▶ What is being asked:
Show every line below that contains the word "shirt", copying each one in full.

--- BEGIN Records to process ---

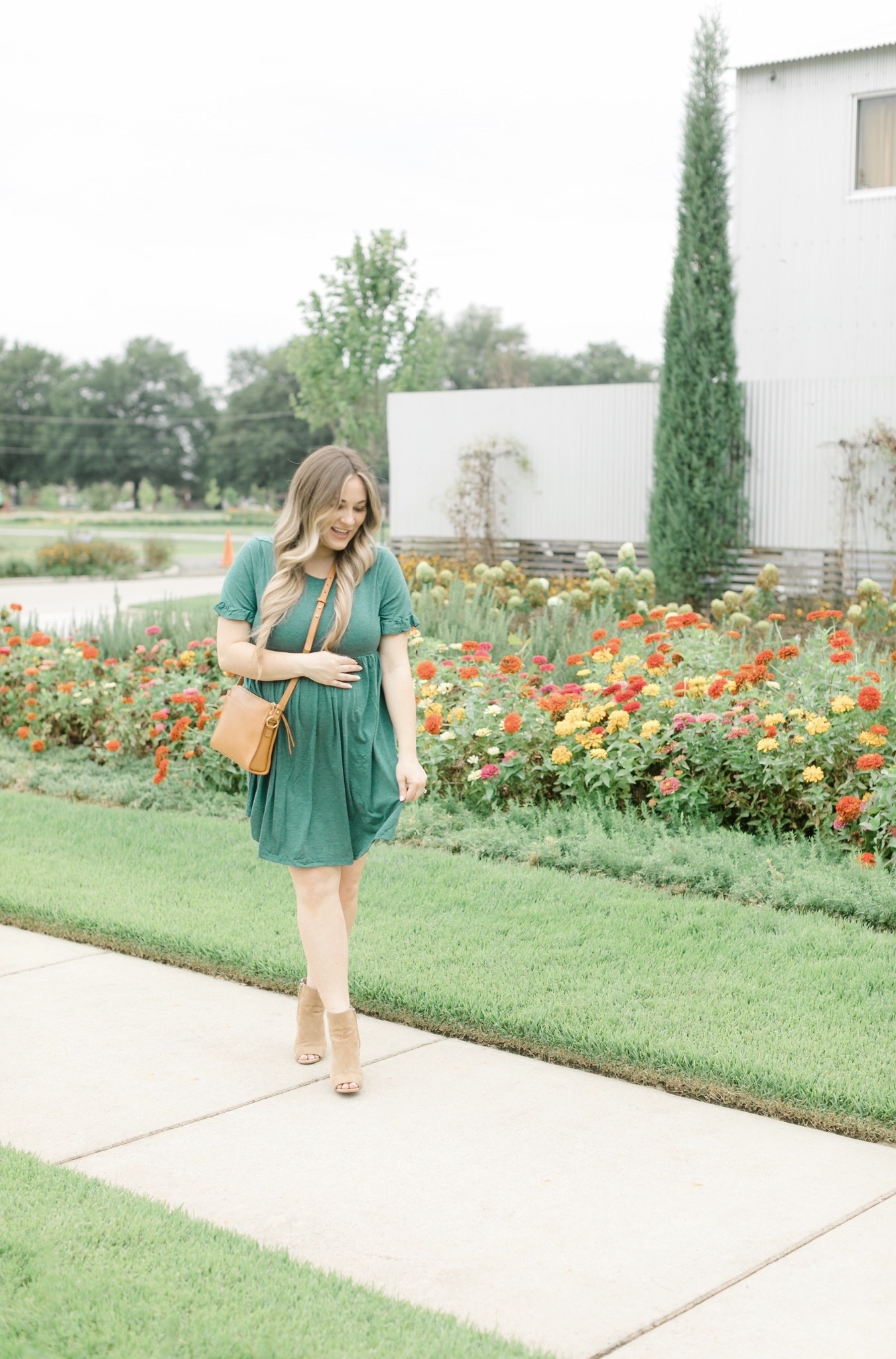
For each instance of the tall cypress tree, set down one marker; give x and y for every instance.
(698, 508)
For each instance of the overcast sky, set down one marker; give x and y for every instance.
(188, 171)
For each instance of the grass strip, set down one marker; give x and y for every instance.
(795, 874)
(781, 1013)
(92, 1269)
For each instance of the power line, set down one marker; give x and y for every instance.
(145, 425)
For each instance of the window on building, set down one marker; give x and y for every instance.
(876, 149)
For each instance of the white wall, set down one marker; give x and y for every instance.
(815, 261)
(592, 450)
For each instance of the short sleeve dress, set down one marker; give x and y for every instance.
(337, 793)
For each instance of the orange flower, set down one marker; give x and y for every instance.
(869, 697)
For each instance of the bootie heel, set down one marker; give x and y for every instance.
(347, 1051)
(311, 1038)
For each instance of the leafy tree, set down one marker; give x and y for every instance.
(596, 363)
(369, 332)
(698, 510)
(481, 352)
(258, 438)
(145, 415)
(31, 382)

--- END Records to process ---
--- BEGIN Records to process ---

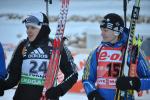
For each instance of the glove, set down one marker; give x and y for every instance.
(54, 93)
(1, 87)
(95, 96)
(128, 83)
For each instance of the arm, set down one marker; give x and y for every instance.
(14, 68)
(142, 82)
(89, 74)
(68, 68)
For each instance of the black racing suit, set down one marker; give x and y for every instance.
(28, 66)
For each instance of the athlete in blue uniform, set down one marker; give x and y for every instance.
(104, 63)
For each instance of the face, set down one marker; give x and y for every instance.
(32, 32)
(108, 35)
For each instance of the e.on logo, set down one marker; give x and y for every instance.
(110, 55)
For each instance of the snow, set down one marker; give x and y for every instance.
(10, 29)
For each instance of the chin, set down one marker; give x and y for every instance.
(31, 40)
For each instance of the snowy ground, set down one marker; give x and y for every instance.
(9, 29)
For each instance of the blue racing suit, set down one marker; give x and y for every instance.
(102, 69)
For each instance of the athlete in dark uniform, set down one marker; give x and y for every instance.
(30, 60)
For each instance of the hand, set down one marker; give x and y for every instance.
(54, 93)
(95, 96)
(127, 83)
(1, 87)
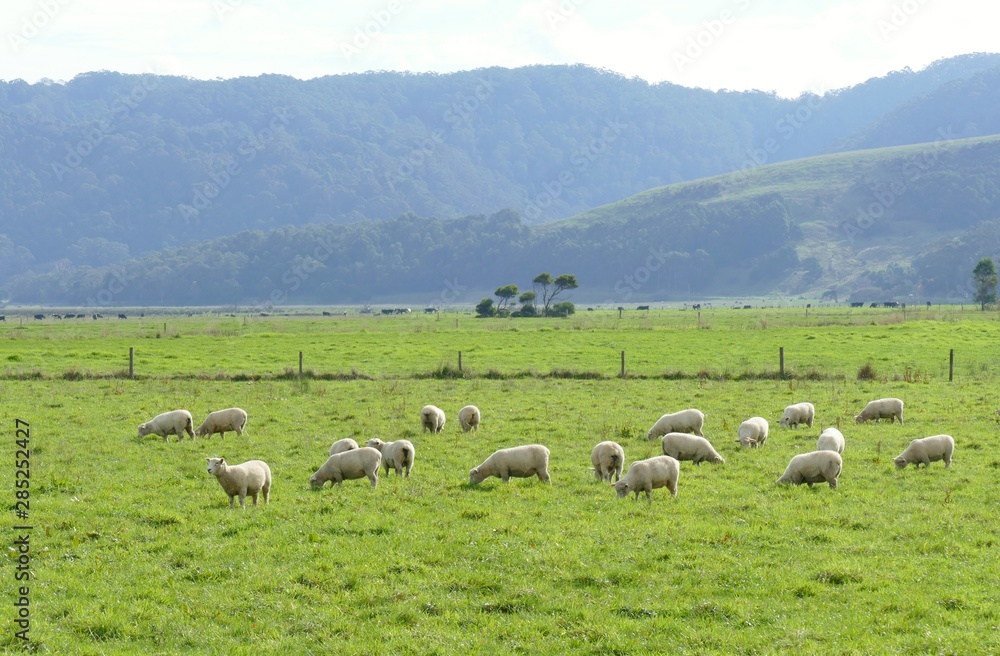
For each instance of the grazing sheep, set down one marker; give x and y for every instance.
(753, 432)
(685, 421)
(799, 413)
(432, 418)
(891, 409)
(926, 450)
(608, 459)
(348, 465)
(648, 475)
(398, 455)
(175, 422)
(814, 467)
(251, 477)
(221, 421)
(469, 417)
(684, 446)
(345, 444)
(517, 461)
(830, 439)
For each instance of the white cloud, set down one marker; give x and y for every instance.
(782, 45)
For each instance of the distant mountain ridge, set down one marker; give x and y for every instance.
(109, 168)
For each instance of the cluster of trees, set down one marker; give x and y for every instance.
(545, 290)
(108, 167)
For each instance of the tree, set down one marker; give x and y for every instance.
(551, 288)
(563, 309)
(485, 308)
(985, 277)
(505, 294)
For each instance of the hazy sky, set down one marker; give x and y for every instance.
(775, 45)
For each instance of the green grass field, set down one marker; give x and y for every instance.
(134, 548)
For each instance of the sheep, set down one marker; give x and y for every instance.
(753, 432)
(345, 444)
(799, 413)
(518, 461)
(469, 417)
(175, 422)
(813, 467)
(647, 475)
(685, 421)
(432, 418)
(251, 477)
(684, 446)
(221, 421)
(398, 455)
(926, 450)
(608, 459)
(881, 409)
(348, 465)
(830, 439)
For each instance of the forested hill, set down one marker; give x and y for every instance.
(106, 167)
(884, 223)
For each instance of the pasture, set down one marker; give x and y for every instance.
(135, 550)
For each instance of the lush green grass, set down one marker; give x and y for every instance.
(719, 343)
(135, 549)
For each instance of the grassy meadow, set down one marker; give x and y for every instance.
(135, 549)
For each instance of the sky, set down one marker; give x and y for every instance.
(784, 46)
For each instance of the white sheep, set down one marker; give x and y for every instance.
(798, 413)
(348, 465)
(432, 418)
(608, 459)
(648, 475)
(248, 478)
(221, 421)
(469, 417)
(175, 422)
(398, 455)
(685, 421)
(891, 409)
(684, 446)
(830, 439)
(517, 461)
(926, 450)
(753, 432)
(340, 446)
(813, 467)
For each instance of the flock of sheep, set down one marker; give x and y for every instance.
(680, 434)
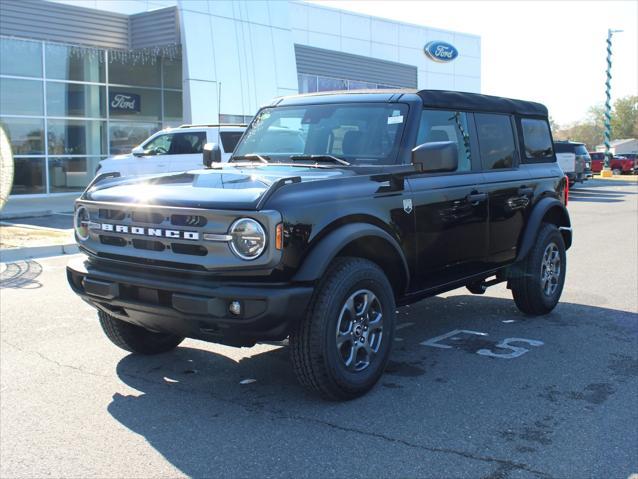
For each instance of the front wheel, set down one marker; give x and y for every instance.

--- END Records to process ---
--- BEGIN Records to process ---

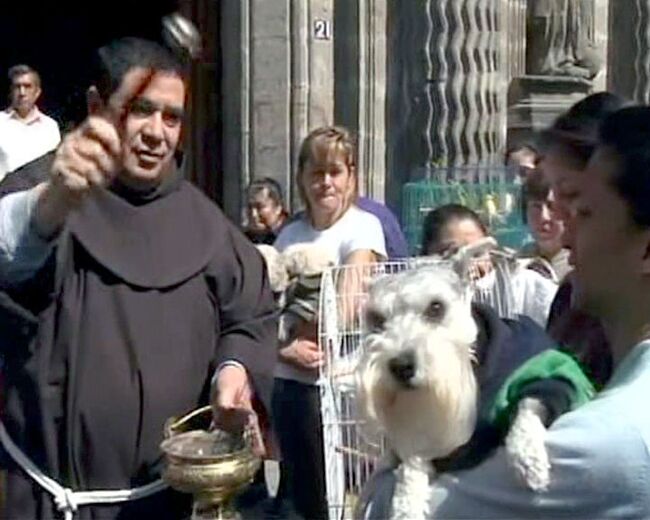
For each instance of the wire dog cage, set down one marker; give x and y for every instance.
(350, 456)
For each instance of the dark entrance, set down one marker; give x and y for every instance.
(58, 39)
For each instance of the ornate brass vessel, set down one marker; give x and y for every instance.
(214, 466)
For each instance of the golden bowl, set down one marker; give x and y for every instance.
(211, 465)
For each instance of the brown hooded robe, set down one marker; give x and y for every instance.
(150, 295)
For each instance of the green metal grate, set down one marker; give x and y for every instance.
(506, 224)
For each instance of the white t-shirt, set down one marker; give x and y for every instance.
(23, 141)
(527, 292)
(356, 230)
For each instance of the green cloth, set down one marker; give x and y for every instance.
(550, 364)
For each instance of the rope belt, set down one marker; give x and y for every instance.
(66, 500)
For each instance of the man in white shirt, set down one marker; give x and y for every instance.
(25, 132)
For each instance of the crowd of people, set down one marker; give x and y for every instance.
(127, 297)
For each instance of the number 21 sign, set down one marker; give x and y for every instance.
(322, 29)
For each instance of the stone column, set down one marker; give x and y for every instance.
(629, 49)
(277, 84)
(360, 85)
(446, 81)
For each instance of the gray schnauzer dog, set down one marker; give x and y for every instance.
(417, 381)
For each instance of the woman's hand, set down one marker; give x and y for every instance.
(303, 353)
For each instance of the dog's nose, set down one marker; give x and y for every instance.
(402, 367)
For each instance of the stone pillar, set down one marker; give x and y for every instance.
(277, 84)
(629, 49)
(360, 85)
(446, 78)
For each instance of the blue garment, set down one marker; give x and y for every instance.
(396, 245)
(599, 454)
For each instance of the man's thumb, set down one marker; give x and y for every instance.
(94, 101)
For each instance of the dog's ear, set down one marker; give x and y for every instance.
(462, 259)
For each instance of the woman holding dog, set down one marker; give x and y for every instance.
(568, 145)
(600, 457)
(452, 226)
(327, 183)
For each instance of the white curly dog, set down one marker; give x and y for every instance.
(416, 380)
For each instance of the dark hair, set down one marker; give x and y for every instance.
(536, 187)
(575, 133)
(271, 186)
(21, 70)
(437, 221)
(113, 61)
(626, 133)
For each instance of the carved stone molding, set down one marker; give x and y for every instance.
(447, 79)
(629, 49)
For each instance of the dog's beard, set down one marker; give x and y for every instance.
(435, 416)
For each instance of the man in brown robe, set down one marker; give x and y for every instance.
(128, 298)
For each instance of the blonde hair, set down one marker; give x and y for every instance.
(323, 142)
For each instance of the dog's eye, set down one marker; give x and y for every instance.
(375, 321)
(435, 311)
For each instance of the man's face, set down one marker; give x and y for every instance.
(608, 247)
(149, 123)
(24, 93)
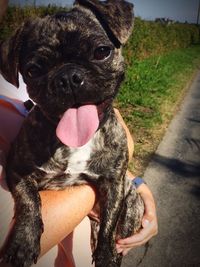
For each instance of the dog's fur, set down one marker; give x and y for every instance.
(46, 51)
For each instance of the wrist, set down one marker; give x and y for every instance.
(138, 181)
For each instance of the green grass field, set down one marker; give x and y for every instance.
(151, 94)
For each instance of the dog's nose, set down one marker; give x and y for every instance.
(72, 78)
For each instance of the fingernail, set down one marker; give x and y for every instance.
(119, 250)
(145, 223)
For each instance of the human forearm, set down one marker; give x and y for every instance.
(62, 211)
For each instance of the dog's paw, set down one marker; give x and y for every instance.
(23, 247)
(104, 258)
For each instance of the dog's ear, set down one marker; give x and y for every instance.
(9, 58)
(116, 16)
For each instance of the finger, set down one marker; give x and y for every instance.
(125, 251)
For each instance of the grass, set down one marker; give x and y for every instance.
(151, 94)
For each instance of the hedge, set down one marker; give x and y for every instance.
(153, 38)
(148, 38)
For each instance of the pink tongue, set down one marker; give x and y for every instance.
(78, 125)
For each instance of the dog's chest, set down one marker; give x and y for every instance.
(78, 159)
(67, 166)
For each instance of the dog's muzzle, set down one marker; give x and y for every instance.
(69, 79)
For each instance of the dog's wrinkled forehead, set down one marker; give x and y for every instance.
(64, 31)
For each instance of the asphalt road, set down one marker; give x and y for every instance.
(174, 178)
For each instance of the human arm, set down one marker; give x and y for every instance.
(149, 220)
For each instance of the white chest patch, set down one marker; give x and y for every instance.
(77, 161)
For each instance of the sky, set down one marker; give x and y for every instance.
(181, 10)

--- END Records to process ---

▶ Solution to this exercise:
For each instance of the white t-shirt, set down one marker; give x and y for every instance.
For each instance of the man in white shirt, set down one marker; give x and y for every instance.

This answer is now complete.